Illicit Materials in the Cockpit
T he pilots of Air Canada apparently have redefined the word cockpit as they allegedly demonstrate to have some skin in the game when it comes to inappropriate materials in the flight deck of an airplane.
An internal bulletin from Air Canada reportedly warned members of flight crews that they face criminal charges and possible termination of employment for placing pornographic material in the flight deck, as exposed by this article written by Marnie Luke of CBC News, which is a division of the Canadian Broadcasting Corporation.
The ins and outs of pilots engaging in inappropriate behavior is apparently not confined to Air Canada. Last year, a pilot of 22 years who was employed by American Airlines was arrested and faced federal charges of allegedly possessing and distributing as many as 85 videos and 600 images of child pornography. The Federal Bureau of Investigation reportedly confiscated his laptop computer after being served a warrant to search his home.
Pilots are not the only people who partake in inexcusable behavior: a Transportation Security Administration employee was reportedly taken into custody three years ago after his home was searched by police, who charged him with possession and distribution of child pornography.
Passengers apparently get in on the act as well: a father of two was arrested by Massachusetts State Police for viewing pornographic images of children on his laptop computer while sitting in his seat in the first class cabin on a Delta Air Lines flight from Salt Lake City to Boston back in late 2011. He had reportedly been charged with possession of child pornography; and his bail was set at $15,000.00…
…and this mother of two young children posted a petition almost a year ago wanting American Airlines, Austrian Airlines, United Airlines, Delta Air Lines and NBC Universal to stop showing violent and sexually inappropriate movies and television programs on drop-down and bulkhead screens aboard airplanes after she allegedly witnessed several movies with French dialogue showing scenes with domestic abuse and sexual situations accompanied by English subtitles laced with profanity.

:: Pointing and labeling entries ::

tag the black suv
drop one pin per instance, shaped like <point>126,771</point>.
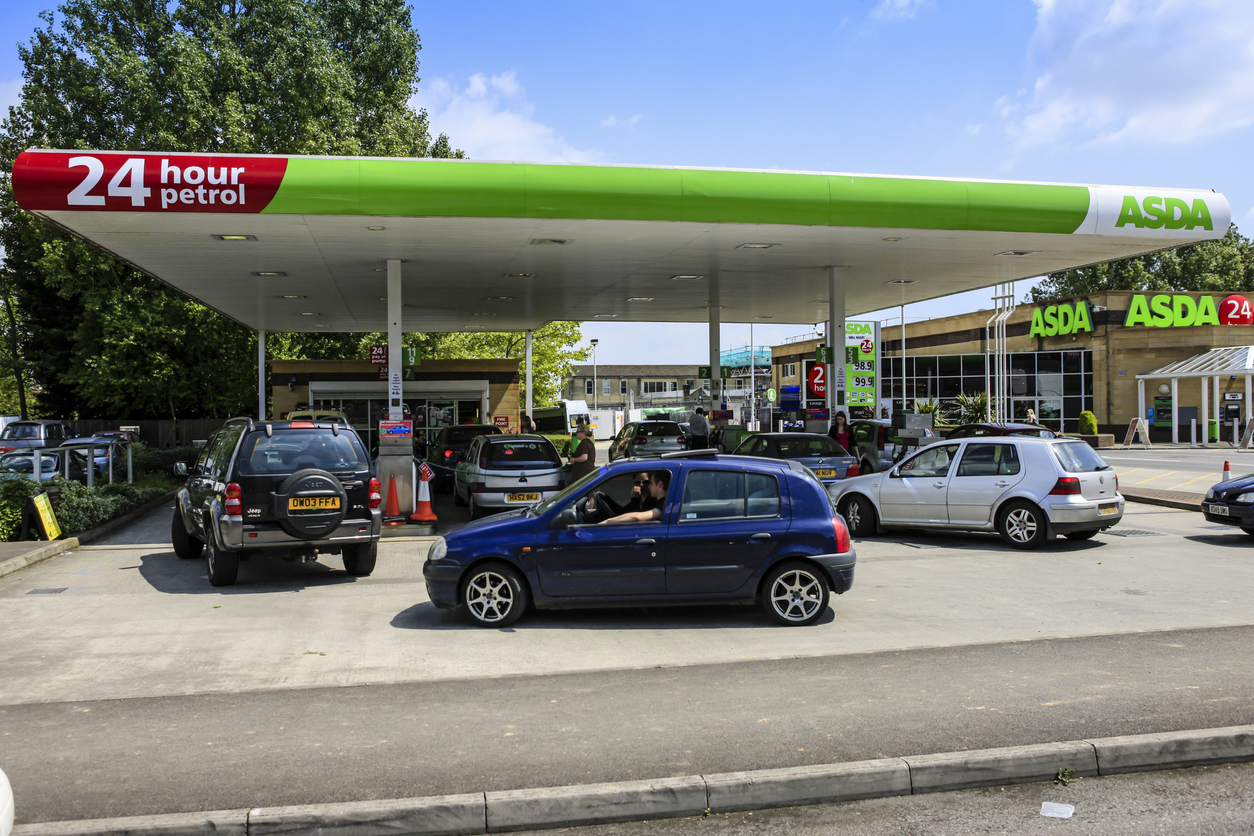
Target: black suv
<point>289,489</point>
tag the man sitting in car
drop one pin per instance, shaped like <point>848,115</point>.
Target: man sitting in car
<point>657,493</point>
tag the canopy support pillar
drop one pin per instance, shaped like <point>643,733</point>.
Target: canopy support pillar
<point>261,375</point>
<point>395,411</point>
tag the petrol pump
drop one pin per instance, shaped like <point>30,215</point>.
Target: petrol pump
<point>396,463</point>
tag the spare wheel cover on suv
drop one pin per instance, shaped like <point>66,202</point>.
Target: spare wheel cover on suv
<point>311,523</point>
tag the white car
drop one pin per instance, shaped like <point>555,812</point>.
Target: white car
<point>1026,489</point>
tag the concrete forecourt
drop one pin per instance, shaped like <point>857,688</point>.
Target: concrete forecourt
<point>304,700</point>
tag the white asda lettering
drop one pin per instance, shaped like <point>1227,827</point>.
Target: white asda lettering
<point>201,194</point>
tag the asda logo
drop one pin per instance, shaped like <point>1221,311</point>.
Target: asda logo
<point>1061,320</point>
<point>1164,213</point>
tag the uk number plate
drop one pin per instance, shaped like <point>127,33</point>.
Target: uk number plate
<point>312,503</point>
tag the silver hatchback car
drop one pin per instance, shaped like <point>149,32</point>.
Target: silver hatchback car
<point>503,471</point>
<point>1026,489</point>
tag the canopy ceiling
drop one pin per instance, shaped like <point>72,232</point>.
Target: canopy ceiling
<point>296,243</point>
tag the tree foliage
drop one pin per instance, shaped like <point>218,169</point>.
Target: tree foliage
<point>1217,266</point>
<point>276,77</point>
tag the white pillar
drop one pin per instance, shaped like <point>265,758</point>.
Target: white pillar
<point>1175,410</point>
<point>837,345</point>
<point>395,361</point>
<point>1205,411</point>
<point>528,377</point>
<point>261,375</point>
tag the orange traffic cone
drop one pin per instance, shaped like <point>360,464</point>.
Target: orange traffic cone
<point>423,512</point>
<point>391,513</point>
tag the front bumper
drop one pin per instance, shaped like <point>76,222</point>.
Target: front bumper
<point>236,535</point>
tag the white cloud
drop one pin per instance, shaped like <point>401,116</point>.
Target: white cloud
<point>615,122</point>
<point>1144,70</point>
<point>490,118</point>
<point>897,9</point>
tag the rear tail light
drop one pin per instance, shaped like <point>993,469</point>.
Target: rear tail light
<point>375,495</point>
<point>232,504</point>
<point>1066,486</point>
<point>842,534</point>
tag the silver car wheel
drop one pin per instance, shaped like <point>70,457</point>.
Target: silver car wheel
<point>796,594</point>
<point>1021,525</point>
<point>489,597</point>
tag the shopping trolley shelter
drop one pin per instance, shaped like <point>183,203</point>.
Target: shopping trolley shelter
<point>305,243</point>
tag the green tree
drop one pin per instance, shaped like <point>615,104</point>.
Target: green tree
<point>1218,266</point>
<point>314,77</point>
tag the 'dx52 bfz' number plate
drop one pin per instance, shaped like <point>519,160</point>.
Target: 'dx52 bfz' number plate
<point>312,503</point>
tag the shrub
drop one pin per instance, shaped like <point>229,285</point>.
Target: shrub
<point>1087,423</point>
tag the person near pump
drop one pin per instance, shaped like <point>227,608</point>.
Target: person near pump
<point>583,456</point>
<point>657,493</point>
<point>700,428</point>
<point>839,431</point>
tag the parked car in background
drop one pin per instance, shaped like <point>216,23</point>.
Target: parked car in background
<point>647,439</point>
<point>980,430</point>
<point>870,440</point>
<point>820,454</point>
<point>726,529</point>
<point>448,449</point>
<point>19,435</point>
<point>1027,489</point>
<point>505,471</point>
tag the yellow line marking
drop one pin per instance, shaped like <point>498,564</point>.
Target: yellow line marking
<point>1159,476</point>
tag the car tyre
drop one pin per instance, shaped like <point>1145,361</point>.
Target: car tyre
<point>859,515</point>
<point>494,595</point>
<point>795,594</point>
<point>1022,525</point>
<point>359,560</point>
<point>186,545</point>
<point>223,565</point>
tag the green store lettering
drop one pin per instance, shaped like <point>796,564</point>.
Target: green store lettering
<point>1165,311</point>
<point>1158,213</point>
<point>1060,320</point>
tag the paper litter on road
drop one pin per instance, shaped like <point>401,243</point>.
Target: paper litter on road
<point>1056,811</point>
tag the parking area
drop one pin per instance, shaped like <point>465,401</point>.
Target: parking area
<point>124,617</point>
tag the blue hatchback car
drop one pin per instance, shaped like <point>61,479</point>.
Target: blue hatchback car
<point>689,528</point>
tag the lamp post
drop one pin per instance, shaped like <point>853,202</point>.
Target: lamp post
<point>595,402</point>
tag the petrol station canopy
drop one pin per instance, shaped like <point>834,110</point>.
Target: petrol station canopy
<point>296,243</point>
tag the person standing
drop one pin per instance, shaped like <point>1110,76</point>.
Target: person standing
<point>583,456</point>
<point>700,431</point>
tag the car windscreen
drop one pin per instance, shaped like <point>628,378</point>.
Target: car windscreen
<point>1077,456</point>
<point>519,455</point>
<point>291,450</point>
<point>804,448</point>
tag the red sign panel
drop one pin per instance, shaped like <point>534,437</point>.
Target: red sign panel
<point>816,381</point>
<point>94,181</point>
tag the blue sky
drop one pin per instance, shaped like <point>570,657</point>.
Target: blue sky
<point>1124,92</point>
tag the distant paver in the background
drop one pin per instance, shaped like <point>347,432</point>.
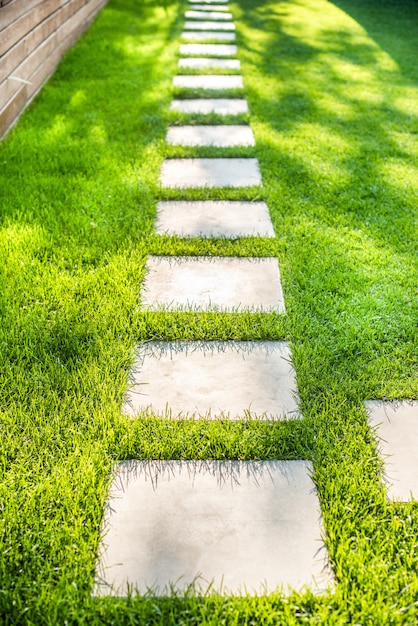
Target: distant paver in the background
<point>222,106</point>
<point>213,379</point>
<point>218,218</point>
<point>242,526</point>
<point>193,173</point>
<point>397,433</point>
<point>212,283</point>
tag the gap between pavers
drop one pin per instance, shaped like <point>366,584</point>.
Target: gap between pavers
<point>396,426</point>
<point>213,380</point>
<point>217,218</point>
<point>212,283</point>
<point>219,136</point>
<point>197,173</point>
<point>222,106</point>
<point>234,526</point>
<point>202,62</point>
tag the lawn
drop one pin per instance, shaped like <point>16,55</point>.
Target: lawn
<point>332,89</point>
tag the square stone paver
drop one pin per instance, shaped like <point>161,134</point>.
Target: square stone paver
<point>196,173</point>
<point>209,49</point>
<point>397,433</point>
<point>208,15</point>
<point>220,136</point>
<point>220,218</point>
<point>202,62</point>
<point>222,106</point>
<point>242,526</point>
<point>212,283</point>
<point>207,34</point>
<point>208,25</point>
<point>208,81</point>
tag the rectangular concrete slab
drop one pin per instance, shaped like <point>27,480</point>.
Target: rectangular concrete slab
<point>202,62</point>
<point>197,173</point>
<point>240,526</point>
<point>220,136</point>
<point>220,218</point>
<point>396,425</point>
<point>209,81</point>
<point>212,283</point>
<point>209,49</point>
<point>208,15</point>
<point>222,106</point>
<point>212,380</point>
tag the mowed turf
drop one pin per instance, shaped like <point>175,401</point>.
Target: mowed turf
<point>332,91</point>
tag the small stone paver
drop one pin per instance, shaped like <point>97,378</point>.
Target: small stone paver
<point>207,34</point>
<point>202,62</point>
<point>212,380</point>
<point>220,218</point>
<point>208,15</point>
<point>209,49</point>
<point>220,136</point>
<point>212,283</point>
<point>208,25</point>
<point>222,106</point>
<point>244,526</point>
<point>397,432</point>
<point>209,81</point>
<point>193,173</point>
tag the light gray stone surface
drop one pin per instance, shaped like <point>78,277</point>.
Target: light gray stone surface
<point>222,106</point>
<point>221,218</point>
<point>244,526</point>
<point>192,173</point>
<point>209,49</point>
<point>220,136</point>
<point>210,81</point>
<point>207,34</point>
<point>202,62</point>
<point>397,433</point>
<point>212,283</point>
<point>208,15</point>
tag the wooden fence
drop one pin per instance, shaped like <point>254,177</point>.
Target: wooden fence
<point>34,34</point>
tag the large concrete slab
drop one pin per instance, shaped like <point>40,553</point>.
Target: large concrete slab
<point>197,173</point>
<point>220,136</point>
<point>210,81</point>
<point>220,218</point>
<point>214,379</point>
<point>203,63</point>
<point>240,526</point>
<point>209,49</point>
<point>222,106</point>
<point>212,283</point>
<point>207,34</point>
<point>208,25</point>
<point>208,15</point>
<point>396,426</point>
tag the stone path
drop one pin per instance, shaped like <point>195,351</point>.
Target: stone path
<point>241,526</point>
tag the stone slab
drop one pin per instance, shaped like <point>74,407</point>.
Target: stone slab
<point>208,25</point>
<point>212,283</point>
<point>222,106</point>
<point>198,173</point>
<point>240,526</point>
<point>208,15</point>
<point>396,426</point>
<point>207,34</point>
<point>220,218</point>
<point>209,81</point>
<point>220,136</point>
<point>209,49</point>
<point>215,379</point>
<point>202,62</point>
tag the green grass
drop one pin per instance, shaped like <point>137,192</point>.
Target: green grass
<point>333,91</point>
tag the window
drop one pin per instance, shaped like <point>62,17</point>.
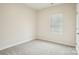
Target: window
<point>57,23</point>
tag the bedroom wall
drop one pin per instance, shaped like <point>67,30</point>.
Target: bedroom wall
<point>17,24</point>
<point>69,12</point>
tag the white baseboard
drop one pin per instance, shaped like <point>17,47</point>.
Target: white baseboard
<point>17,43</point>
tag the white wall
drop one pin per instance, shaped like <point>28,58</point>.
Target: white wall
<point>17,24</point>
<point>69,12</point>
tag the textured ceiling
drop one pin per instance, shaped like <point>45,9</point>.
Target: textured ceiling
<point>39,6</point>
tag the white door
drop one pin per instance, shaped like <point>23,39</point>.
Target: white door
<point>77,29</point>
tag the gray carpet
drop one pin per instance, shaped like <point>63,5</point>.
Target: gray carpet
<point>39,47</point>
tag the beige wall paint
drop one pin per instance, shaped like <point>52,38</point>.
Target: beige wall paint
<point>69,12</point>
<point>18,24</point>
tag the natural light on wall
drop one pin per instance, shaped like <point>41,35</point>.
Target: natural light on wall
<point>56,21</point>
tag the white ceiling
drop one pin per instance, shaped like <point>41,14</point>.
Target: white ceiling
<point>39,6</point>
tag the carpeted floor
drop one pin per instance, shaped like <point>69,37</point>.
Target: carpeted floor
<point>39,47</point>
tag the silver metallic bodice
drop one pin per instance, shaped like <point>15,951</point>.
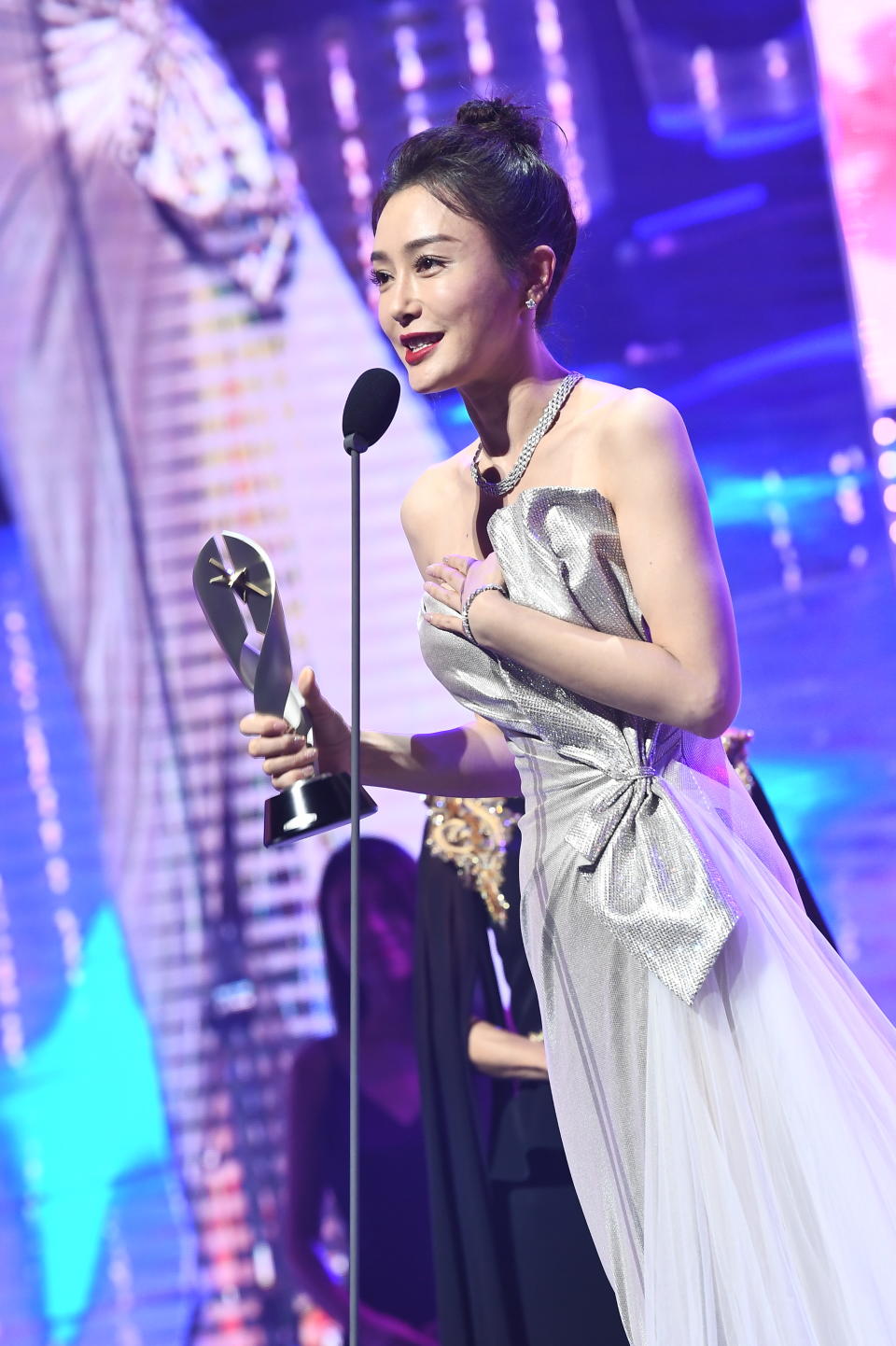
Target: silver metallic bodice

:: GOALS ::
1. Answer these questions using the article on illicit materials in the cockpit:
(a) Who wrote the CBC News article about the Air Canada bulletin?
(b) For how many years had the arrested American Airlines pilot been a pilot?
(c) At what amount was the Delta Air Lines passenger's bail set?
2. List every airline that the petition in the article on illicit materials in the cockpit asked to stop showing such movies and programs.
The listing isn't needed for this work.

:: TASK SOLUTIONS ::
1.
(a) Marnie Luke
(b) 22 years
(c) $15,000.00

2.
American Airlines
Austrian Airlines
United Airlines
Delta Air Lines